### What you are asked to do
Leaving every image behind, reproduce the records word for word.

### Dataset entries
════════

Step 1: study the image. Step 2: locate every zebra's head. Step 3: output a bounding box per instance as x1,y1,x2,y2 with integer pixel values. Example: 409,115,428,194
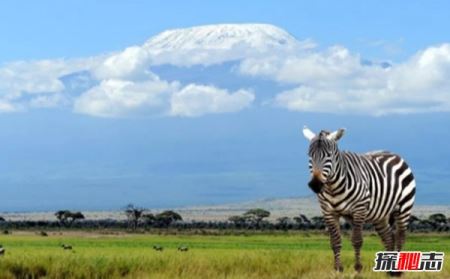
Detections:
302,126,345,194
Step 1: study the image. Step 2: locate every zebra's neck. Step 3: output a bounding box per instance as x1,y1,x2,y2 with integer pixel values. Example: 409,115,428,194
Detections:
324,151,349,194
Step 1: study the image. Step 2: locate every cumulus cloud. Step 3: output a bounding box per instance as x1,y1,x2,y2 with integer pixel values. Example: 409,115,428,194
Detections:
73,78,178,117
0,25,266,117
93,46,153,80
0,100,19,113
0,61,64,98
0,58,99,97
239,46,387,86
1,24,450,116
240,43,450,115
170,84,254,117
74,80,254,118
0,57,101,112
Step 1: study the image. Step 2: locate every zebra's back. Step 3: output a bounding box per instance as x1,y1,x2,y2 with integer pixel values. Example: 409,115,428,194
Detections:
360,151,416,223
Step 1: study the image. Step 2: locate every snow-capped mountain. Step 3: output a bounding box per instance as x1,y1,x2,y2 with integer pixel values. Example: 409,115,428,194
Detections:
140,23,308,66
95,23,308,77
145,23,299,52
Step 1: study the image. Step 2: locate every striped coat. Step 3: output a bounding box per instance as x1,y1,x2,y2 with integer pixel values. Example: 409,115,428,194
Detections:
303,127,415,275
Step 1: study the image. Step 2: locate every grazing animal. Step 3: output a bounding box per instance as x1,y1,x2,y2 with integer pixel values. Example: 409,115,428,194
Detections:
0,247,5,256
153,245,163,251
302,127,415,275
61,244,72,250
178,246,189,252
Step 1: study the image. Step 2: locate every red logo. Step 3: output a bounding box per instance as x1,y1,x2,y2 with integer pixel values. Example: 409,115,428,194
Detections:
374,251,444,272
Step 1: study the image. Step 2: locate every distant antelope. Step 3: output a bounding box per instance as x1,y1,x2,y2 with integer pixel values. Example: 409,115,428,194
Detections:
153,245,163,251
61,244,72,250
178,246,189,252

════════

### Written response
Step 1: study the image. Step 2: locate every zebra's head. Step 3: output a bounding box per instance as x1,y1,x2,y2 with integer pixel values. Example: 409,115,428,194
Detections:
302,126,345,194
Step 1: study the image. Step 2: locate every zebra's neck. Step 3: output a bounding box per instance as x1,y1,x2,y2 with integer pixel values. Example: 409,115,428,194
Detections:
324,151,349,194
Step 1: study the image. Step 2: locate every cumulus cloud. Step 3: output a bounding box per instance as x1,y1,x2,y2 with integer pixel values. Example: 409,115,428,194
Detections:
73,78,178,117
0,25,266,117
93,46,153,80
0,100,19,113
0,61,64,98
0,58,99,97
239,46,387,86
1,24,450,116
240,43,450,115
170,84,254,117
74,80,254,118
0,57,101,112
Step 1: study the image. Step 2: locate every zebra's back. Step 3: output a bounding box per instance as x1,y1,x2,y2 with integer pixel values. Example: 409,115,428,194
Detections:
360,151,416,223
Step 1: study the image. Step 2: locate every snow-capped mountain. Step 3: output a bounding box per instance as x1,y1,x2,y2 with integer pixel values. Example: 409,115,428,194
Detections:
140,23,308,66
95,23,308,77
145,23,299,52
Step 1: study the image. Step 2: locate every striped coat. Step 3: output a bounding box per instance as x1,y1,x2,y2 with integer pixel values. Example: 409,115,428,194
Detections:
303,127,415,275
Step 1: study the image. Step 2: locate every grazing animal. Step 3: output a bounding box per instance as x1,y1,x2,y2 with integer pixel values. Example: 409,115,428,194
Detections:
0,247,5,256
153,245,163,251
302,127,415,275
61,244,72,250
178,246,189,252
Step 1: study the image. Step 2: locate every red logo. Step 3: output a bounding box per instance as x1,y1,x2,y2 with integer pixel values. Example: 409,115,428,194
Detections:
374,251,444,272
Step 1: study the image. Step 2: locate every distant antelope. Step 3: output a bounding box per instance as x1,y1,x2,y2 with integer pixel values. Example: 409,115,428,194
Detections:
153,245,163,251
61,244,72,250
178,246,189,252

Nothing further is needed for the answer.